TÂCHE À FAIRE: Reprenez le texte sur l'art urbain après sa dernière phrase et écrivez la suite.

EXTRAIT DU TEXTE:

Si les Hommes ont de tout temps écrit et raconté leurs histoires sur les murs (grottes de Lascaux, fresques antiques…), les spécialistes datent la création du street art comme art contemporain dans les années 1960 à Philadelphie aux États-Unis sous l’impulsion de deux artistes Cool Earl et Corn Bread. « Je préfère le terme art urbain à street art, appellation fourre-tout et utilisée parfois par des artistes qui n’ont jamais fait de rue », déclare Arnaud Oliveux, commissaire-priseur et directeur associé spécialisé dans l’art contemporain de la maison de ventes Artcurial.
Un art protéiforme…
L’art urbain trouve ses origines dans le graffiti, un travail réalisé à la bombe aérosol in-situ (murs, métros…). Mais l’une de ses particularités est d’être protéiforme : les pochoirs, le lettrage, les mosaïques, les stickers, les affiches, les installations… Si les techniques et approches sont différentes, tous ces artistes ont en commun la rue, les murs, le mobilier urbain, le côté illégal et subversif. Ils utilisent ces supports comme toile, les transformant en œuvres d’art, et moyen de communication et d’expression. Leur créativité sert à diffuser des messages à caractère politique, sociétal, économique, environnemental, ou simplement à colorer un site ou un quartier.
« La rue permet d’avoir un lien direct avec le public, de toucher toutes les tranches d’âge et d’être accessible à tous »

MATÉRIEL FOURNI:
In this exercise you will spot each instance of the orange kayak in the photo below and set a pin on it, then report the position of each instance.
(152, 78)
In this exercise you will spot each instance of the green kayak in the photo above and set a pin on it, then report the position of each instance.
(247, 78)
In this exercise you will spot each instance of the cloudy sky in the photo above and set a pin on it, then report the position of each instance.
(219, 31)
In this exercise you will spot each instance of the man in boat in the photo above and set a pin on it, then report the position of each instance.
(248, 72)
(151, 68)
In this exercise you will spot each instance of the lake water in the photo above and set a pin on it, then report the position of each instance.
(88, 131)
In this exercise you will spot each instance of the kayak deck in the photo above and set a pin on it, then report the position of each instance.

BONNE RÉPONSE:
« L’art est pour tout le monde », aimait à dire Keith Haring, l’une des figures de l’art urbain américain. La rue a ainsi révélé de nombreux talents dont certains sont aujourd’hui des références mondiales comme Banksy, Keith Haring, Shepard Fairey, Invader, Blek Le Rat ou JR. Pour Arnaud Oliveux, « ils incarnent quelque chose de représentatif sur ce marché : Banksy avec l’ironie de ses messages, JR avec son travail documentaire et photographique ».
… qui s’institutionnalise
Bien qu’il soit encore surtout pratiqué de manière illégale, l’art urbain a acquis avec le temps une certaine légitimité et légalité puisqu’il fait régulièrement l’objet de ventes aux enchères. Il est aussi de plus en plus présent dans les galeries et musées de manière éphémère ou permanente. À ce titre, la France est une place très active et mondialement reconnue tant pour la création que pour le nombre de galeries ou l’organisation d’expositions ou d’enchères.
« Le Centre George Pompidou a créé au printemps dernier un département consacré à cette thématique, signe que ce mouvement, longtemps relégué au rang d’art marginal, est aujourd'hui un courant à part entière de l’art contemporain »
Le musée a ainsi enrichi sa collection d’œuvres de Gérard Zlotykamien, de Miss Tic et Invader a collé sa 1 500ème mosaïque parisienne sur l’un des tuyaux d’air conditionné colorés. Certains regrettent ce passage du macadam aux musées ou lambris des appartements dans la mesure où ce mouvement tire son suc et son sel de la rue. D’autres, au contraire, considèrent qu’il n’a pas vocation à y rester. Les artistes urbains acquiert ainsi une forme de reconnaissance pour leur travail et cela permet de captiver un public plus large, au-delà des frontières classiques de l’art.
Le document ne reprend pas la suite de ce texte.